Excerpt to read:
At some point on the road from the forest to Main Street, soil becomes so poor that almost no tree is “right.” The results are city streets with minimal species diversity, and inner-city areas containing limited numbers of poor-quality trees. If the goal is to create a diverse urban forest with healthy trees, we must design soil environments with that goal in mind. After determining which trees best fit a project’s aesthetic, environmental, and technical goals, we must adapt the project site to those trees’ requirements. We must “make the space right for the right tree.”
This approach does not assume a perfect world. Budgets, political issues, and physical restraints on soil improvements will still limit the number and quality of trees. Yet designers should no longer resign themselves to accepting difficult growing conditions. Instead, they must make a strong case so they can grow trees that meet the goals of the design. Budgets for soil and trees will need to be increased to provide a better balance between trees and other elements of the design. Design fewer trees, but make allowances for soil conditions to support each one as a healthy, long-lived specimen. We can thus significantly increase the number of tree species in the urban environment. Trees will live longer, require less maintenance, and provide the benefits expected when the tree was planted.

Region descriptions in natural language:
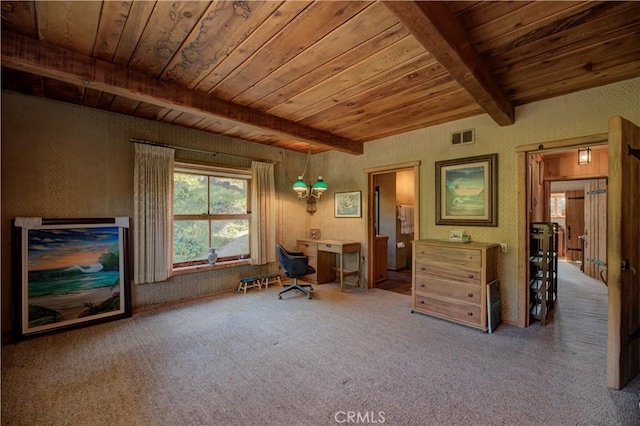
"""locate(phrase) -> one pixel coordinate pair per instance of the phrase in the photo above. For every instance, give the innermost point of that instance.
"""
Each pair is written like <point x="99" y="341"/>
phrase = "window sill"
<point x="206" y="267"/>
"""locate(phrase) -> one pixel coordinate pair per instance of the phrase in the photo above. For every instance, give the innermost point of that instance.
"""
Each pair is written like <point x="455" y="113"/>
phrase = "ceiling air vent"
<point x="463" y="137"/>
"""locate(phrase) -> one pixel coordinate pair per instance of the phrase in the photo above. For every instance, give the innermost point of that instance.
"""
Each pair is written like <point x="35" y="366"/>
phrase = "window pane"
<point x="190" y="240"/>
<point x="189" y="194"/>
<point x="228" y="195"/>
<point x="230" y="237"/>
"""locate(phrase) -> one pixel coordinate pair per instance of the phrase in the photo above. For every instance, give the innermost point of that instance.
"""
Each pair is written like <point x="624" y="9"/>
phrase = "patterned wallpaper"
<point x="579" y="114"/>
<point x="62" y="160"/>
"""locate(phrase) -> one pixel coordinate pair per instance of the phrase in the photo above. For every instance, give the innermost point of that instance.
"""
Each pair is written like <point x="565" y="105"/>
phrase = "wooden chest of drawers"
<point x="450" y="280"/>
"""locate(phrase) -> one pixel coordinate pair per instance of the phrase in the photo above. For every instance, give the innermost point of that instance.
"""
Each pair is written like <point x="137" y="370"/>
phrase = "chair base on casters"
<point x="305" y="288"/>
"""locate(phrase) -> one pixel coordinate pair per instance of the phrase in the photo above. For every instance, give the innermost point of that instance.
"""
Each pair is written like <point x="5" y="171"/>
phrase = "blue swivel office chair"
<point x="294" y="265"/>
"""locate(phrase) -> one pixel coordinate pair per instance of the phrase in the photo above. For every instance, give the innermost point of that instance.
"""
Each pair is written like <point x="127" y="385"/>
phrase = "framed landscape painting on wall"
<point x="348" y="204"/>
<point x="71" y="272"/>
<point x="466" y="191"/>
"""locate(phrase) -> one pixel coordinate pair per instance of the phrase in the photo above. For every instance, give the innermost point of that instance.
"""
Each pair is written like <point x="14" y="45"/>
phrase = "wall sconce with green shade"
<point x="308" y="191"/>
<point x="584" y="156"/>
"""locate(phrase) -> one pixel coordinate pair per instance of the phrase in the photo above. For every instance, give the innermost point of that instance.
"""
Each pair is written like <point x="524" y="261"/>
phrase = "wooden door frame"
<point x="523" y="153"/>
<point x="370" y="219"/>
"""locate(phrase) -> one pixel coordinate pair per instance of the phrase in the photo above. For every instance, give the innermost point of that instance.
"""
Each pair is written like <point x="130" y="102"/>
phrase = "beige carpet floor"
<point x="252" y="359"/>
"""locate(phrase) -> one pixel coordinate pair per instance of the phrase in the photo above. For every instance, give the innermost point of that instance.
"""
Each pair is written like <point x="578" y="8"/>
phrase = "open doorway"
<point x="555" y="186"/>
<point x="392" y="223"/>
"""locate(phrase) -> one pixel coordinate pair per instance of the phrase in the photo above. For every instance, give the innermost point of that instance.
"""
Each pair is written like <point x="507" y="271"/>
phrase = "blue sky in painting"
<point x="66" y="247"/>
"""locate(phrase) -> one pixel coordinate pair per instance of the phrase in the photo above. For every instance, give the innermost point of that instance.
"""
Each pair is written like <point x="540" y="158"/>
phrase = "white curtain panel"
<point x="153" y="213"/>
<point x="263" y="229"/>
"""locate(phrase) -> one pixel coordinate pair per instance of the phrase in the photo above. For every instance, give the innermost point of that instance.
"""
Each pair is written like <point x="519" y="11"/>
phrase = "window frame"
<point x="219" y="171"/>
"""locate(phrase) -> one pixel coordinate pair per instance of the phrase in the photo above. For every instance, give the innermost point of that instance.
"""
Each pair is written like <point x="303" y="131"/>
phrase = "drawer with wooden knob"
<point x="470" y="314"/>
<point x="448" y="290"/>
<point x="449" y="272"/>
<point x="450" y="280"/>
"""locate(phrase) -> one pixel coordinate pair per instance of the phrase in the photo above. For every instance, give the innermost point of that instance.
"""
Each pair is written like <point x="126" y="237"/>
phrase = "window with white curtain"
<point x="211" y="208"/>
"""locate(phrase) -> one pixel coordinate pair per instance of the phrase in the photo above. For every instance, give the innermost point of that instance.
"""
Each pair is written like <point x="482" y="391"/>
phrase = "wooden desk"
<point x="322" y="256"/>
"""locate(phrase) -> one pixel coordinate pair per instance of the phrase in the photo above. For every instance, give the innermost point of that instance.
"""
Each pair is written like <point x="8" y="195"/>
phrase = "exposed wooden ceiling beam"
<point x="438" y="30"/>
<point x="29" y="55"/>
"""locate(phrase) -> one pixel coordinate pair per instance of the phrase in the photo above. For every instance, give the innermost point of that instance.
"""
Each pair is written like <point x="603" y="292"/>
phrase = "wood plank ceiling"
<point x="318" y="75"/>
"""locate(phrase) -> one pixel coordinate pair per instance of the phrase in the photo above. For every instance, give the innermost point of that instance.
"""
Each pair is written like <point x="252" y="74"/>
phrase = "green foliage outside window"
<point x="227" y="196"/>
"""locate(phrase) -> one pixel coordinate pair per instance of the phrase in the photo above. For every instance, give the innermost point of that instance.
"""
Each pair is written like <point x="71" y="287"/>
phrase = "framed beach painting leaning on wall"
<point x="70" y="273"/>
<point x="467" y="191"/>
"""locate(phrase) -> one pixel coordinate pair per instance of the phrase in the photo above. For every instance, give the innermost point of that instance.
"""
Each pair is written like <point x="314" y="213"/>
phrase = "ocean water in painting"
<point x="465" y="194"/>
<point x="72" y="272"/>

Your assignment: Please print the part of the passage on soil for city trees starting at "This approach does" and ending at "tree was planted.". The rows are not needed for this.

Solved problem:
This approach does not assume a perfect world. Budgets, political issues, and physical restraints on soil improvements will still limit the number and quality of trees. Yet designers should no longer resign themselves to accepting difficult growing conditions. Instead, they must make a strong case so they can grow trees that meet the goals of the design. Budgets for soil and trees will need to be increased to provide a better balance between trees and other elements of the design. Design fewer trees, but make allowances for soil conditions to support each one as a healthy, long-lived specimen. We can thus significantly increase the number of tree species in the urban environment. Trees will live longer, require less maintenance, and provide the benefits expected when the tree was planted.